Saved data entries:
* * *

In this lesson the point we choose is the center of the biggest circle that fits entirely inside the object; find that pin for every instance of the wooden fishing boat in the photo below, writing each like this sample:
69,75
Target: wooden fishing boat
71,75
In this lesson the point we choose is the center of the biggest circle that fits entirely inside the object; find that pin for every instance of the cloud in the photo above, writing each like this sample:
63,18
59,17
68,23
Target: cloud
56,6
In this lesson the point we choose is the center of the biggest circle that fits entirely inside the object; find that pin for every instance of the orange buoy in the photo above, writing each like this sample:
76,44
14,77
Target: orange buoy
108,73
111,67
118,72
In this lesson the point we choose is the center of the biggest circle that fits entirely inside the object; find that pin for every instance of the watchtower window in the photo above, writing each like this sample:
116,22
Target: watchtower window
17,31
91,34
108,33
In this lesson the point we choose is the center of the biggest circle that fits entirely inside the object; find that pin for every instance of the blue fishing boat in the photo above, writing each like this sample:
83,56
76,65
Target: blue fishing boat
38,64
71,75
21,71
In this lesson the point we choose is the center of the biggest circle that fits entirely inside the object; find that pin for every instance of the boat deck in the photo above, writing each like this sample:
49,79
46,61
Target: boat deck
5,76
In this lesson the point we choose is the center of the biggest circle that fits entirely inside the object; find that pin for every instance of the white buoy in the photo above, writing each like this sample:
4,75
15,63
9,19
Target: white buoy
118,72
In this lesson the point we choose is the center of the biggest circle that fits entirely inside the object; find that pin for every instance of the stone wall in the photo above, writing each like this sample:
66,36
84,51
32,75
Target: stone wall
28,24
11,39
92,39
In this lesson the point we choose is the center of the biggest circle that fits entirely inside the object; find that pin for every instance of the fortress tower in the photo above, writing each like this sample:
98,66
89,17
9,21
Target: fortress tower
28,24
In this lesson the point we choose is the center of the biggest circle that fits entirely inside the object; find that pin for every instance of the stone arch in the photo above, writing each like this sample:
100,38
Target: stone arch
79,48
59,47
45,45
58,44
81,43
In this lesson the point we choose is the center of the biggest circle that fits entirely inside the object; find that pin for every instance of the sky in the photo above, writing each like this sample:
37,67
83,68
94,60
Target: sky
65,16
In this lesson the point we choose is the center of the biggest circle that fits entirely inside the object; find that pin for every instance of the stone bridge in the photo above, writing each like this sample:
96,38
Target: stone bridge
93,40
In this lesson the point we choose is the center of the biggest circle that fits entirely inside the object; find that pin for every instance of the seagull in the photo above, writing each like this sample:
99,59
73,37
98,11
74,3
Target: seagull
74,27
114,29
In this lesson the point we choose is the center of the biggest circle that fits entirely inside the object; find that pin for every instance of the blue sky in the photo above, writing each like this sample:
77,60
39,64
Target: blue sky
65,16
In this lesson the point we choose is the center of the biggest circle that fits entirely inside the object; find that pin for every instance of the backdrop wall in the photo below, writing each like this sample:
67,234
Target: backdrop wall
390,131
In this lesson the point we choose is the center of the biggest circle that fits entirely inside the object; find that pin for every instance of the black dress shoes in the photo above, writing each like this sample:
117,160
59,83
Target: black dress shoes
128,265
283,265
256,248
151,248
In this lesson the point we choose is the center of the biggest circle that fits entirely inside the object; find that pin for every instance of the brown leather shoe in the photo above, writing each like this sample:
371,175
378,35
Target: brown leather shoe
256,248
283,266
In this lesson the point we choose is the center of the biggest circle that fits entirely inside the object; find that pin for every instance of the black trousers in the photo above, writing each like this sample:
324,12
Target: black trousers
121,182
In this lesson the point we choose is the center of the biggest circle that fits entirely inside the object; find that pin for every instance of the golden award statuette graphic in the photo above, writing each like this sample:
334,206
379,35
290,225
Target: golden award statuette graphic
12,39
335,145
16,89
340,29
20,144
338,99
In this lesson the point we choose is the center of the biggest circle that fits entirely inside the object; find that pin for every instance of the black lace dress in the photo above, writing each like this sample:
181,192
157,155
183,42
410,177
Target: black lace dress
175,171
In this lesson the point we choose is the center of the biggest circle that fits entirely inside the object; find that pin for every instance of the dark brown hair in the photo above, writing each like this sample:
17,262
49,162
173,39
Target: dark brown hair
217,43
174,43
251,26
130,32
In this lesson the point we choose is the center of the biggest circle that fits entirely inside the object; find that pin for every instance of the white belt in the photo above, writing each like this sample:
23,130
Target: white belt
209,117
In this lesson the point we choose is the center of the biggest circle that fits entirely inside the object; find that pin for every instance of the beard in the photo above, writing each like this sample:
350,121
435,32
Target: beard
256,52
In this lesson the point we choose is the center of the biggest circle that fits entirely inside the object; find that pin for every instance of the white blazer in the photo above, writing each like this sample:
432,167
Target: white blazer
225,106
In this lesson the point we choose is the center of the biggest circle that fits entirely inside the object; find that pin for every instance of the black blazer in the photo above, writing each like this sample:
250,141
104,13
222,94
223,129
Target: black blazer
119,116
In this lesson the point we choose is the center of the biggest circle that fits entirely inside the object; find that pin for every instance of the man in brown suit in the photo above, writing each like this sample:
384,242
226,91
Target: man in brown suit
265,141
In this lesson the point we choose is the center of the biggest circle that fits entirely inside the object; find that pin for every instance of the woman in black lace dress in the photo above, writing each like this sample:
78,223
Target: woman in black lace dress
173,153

* * *

Description of the task: Each line above that contains the word "below" must be copied.

Final answer:
In this lesson the point we choose is the center of the biggest circle that fits entirely inside the object; find that pin for every instance of the wooden fishing boat in the photo below, writing each like this sample:
In this lesson the point we choose is the center of the biggest circle that fits entirely inside the object; find that pin for every instance of the backdrop wall in the photo below, writing each like this sample:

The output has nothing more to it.